● Work item
Pick out each line with the word "illuminated" from the material that follows.

● Record set

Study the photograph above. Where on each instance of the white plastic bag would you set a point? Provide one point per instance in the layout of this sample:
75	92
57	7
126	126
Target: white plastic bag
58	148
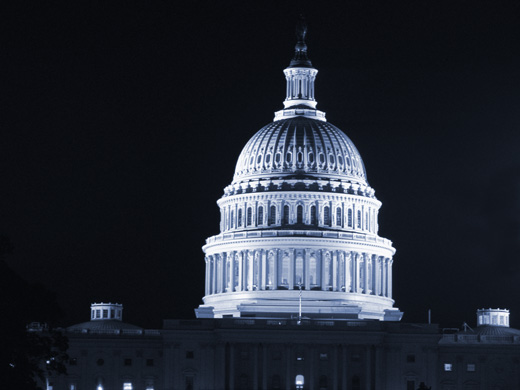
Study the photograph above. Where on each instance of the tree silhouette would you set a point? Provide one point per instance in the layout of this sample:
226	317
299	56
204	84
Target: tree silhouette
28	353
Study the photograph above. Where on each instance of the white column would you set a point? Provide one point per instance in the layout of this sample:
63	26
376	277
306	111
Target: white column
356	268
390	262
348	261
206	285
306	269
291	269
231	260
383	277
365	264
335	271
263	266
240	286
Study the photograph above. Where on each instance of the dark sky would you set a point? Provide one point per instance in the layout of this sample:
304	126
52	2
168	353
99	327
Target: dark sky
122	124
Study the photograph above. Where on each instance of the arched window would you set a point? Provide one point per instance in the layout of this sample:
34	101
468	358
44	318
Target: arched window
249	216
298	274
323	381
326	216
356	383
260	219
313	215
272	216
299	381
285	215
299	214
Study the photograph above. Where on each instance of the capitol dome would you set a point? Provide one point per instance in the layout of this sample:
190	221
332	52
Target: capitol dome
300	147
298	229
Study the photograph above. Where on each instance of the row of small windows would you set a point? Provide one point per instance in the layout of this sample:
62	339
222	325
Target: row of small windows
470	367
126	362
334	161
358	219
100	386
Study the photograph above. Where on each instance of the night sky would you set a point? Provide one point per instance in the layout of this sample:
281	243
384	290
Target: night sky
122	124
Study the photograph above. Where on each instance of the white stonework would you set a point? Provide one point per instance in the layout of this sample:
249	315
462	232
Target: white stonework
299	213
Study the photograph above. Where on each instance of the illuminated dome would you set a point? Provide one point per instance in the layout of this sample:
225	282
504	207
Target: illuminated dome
* * *
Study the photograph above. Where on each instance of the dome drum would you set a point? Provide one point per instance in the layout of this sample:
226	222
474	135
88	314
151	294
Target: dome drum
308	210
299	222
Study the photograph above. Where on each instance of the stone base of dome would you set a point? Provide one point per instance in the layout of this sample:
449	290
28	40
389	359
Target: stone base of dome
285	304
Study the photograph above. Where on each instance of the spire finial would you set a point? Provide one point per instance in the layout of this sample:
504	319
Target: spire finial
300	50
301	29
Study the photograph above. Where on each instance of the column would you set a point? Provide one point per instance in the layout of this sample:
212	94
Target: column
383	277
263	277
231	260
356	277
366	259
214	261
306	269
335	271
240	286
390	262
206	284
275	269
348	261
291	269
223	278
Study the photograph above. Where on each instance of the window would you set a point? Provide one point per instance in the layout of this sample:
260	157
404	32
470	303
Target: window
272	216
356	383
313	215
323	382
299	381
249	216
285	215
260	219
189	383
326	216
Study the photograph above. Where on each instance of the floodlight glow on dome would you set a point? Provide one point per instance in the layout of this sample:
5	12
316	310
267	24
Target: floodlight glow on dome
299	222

● Written response
Study the photograph above. Where on each instance of the illuminated dome would you set a point? Provide one point per instance in the layout of this sample:
Target: illuminated dome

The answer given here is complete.